Your task >>
Within the listing, each line that has the string "acoustic" should be copied.

*** Extracted information ***

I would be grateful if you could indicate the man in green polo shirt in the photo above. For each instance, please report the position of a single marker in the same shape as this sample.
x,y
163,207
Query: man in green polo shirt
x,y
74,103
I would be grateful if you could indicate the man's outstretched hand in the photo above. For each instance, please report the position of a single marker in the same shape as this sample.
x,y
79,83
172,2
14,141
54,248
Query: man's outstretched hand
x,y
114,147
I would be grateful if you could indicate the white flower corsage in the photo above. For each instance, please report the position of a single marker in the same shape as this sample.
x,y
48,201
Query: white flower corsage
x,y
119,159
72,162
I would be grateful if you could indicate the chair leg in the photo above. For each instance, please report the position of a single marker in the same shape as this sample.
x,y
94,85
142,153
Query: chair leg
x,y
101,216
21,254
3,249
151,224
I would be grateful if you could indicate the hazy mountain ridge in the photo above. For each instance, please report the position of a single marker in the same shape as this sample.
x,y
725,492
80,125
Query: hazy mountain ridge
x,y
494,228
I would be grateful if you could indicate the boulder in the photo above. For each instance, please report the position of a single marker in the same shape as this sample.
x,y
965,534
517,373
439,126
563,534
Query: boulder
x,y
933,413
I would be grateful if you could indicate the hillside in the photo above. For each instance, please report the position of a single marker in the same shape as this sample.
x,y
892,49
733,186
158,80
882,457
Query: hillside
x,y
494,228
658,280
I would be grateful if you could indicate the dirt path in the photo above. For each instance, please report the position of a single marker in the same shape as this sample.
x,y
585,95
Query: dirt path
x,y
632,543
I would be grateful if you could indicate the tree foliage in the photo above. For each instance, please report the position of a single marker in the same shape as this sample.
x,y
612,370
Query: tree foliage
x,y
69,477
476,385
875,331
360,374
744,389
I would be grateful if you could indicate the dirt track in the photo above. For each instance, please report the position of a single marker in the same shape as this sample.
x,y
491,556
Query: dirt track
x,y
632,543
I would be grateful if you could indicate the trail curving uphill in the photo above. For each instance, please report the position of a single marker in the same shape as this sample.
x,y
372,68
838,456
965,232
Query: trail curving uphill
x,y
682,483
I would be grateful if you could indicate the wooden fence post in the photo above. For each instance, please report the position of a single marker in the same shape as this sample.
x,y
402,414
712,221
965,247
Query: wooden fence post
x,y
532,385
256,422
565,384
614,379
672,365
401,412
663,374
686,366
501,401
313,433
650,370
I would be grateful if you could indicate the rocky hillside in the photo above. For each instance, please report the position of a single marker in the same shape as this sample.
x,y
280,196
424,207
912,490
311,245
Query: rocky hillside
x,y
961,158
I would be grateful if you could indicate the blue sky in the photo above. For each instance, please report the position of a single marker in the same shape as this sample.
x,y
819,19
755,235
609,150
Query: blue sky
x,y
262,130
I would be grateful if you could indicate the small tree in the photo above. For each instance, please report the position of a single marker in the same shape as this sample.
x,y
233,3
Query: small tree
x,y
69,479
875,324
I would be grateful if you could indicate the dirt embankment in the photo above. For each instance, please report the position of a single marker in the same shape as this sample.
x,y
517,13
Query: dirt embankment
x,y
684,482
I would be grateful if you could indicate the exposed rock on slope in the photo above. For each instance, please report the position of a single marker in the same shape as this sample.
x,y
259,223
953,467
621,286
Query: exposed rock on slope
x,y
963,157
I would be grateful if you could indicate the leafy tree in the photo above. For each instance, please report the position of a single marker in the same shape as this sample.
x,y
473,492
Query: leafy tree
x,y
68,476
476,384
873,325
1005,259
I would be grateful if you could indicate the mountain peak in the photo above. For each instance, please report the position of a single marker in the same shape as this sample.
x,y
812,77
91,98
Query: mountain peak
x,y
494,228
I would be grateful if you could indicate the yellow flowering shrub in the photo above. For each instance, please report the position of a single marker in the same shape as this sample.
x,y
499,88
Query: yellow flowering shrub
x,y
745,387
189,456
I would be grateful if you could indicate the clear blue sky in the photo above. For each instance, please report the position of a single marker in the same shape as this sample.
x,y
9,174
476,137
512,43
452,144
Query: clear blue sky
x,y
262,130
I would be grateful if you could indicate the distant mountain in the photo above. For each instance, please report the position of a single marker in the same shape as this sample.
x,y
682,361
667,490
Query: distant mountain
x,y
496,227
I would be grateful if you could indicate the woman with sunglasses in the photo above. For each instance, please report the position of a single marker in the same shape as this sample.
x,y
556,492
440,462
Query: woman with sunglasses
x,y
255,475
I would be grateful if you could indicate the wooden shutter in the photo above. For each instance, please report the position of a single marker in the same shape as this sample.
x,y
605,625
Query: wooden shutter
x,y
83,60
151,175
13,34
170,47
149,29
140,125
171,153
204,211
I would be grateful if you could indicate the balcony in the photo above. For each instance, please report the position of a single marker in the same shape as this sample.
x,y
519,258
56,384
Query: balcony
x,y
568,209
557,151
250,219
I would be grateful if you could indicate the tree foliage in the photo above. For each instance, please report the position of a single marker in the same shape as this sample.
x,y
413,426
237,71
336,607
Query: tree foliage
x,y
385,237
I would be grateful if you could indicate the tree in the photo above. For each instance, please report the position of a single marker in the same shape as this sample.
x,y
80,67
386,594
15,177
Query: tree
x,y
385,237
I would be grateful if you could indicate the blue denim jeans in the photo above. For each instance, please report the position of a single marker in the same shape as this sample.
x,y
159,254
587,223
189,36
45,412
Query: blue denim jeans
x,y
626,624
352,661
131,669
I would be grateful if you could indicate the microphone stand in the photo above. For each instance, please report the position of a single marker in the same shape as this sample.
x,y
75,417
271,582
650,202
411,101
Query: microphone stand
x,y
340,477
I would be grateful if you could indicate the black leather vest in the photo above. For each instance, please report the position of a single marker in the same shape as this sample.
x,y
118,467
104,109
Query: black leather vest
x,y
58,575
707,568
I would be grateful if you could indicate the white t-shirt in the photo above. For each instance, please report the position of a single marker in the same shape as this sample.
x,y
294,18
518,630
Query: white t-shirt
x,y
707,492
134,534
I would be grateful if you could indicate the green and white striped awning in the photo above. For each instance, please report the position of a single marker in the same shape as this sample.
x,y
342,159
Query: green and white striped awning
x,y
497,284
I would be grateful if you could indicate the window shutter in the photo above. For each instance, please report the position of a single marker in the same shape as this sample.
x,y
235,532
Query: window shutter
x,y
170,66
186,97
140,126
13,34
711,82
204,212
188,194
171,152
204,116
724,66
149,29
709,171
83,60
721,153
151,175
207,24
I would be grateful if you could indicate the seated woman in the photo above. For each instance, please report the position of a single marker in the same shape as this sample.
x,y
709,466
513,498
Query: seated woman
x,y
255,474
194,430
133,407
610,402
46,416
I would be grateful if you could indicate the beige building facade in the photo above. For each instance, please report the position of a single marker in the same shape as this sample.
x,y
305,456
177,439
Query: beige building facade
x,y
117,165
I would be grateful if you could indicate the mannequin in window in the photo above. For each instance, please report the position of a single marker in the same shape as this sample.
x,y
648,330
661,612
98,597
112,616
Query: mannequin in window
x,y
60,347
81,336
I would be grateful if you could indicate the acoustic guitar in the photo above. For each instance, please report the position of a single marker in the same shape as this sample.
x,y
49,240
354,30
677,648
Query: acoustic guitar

*** End of Extracted information ***

Task result >>
I would be grateful if you could indicate the acoustic guitar in the photo above. For each instance, please report the position of a single marker in the same shape as this sample.
Query: acoustic guitar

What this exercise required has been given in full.